- [Vorliegender Text]
________________________

Kranfahrer Günther über den Dächern Münchens:Immer oben auf

"Als Kranfahrer bist immer der Depp": Günther leistet in 70 Metern Höhe bei 40 Grad Schwerstarbeit. Ein Besuch in seiner Krankabine bietet spannende Einblicke in einen harten Job und liefert eine Antwort auf die Frage, was Torhüter und Kranfahrer gemeinsam haben.

Patrick Schultz

Bei der Arbeitskleidung ist der Günther Minimalist: Nur mit einer blauen Unterhose und einer verspiegelten Pilotenbrille bekleidet sitzt er in seiner Kranführerkabine; was will er auch machen, wenn es in der kleinen Blechkapsel hoch über der Baustelle am Karlsplatz schon vormittags um die 40 Grad heiß ist?

Kranfahrer Günther über den Dächern Münchens: Kranfahrer Günther an seinem Arbeitsplatz hoch über den Dächern von München (Foto: Stefan Bertram)

Kranfahrer Günther an seinem Arbeitsplatz hoch über den Dächern von München (Foto: Stefan Bertram)

(Foto: Stefan Bertram)

"Kommt's rein", sagt Günther, wenn man durch die Dachluke in die Kabine klettert, und sein Akzent verrät, dass er aus Österreich kommt. Günther - einen Nachnamen brauche man auf dem Bau nicht, sagt er -, Günther also sitzt breit in seinem Kranführerstuhl, die grauen Haare und den Schnurrbart kurz gestutzt. In den Händen hat er die zwei Steuerknüppel, mit denen er seinen Kran dreht und Betonteile, Eisenstangen, Dämmplatten und alles, was sonst so bewegt werden muss auf der Baustelle, in die Höhe hebt. Für Smalltalk hat er keine Zeit, aber er scheint sich doch zu freuen, dass mal jemand vorbeischaut.

________________________

- [Vorliegende Daten]
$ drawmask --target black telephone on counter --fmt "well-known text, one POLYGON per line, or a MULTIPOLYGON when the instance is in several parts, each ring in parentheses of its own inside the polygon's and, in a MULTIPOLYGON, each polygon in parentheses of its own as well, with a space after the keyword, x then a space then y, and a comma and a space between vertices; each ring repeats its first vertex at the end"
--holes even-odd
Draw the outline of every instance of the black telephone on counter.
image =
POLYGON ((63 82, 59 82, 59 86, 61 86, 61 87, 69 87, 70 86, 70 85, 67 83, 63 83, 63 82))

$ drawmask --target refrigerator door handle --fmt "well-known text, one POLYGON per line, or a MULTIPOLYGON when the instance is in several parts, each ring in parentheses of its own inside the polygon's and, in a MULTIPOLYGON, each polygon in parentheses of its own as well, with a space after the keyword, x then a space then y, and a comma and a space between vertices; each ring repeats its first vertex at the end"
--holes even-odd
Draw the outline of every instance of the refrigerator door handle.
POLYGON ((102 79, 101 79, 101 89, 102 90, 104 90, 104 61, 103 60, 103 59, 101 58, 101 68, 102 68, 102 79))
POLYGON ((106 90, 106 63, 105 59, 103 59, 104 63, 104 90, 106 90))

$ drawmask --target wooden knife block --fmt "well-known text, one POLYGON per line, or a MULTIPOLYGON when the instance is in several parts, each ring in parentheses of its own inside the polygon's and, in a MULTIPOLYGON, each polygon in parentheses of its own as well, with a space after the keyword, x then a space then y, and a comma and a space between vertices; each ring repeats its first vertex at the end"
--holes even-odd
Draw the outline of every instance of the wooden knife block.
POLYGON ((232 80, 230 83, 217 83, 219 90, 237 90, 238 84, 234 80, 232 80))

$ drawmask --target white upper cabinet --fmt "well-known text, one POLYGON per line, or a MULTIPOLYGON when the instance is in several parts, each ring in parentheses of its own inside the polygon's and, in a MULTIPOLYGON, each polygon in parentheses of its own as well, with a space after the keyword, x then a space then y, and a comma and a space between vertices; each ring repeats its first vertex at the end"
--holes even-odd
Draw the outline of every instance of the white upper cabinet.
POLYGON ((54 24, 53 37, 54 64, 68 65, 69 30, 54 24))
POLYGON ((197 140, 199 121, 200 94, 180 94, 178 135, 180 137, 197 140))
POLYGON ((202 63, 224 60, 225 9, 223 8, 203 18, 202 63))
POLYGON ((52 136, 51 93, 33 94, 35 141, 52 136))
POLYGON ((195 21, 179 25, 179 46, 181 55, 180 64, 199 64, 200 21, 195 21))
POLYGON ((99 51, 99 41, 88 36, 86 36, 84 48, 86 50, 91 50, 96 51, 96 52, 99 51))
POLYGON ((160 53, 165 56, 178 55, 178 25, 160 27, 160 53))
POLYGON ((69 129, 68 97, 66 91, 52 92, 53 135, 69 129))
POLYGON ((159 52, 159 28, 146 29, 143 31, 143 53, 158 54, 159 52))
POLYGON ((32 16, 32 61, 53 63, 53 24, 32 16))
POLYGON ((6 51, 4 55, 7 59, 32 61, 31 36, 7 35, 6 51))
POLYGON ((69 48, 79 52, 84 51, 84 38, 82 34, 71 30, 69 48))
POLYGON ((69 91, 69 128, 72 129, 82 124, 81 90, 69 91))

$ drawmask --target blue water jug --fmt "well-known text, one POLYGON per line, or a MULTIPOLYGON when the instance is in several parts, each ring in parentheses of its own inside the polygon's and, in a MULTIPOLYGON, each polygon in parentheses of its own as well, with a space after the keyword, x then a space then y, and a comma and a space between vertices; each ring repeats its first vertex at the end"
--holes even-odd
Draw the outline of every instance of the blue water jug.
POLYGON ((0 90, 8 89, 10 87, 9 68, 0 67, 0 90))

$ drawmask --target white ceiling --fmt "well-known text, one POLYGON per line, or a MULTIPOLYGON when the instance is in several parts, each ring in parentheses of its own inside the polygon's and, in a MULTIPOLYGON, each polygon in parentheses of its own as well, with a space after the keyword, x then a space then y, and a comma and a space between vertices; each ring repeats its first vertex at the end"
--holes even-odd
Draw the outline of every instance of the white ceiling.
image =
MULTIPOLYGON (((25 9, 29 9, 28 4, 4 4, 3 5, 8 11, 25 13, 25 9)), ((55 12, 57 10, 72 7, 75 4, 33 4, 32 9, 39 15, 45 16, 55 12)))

________________________

- [Ziel]
Nenne bitte alle Dinge, die laut dem Text über den Kranfahrer Günther ausdrücklich als Lasten genannt werden, die er mit seinem Kran in die Höhe hebt. Die Datensätze stehen in keinem Zusammenhang mit dem Text.

- [Ergebnis]
Betonteile, Eisenstangen, Dämmplatten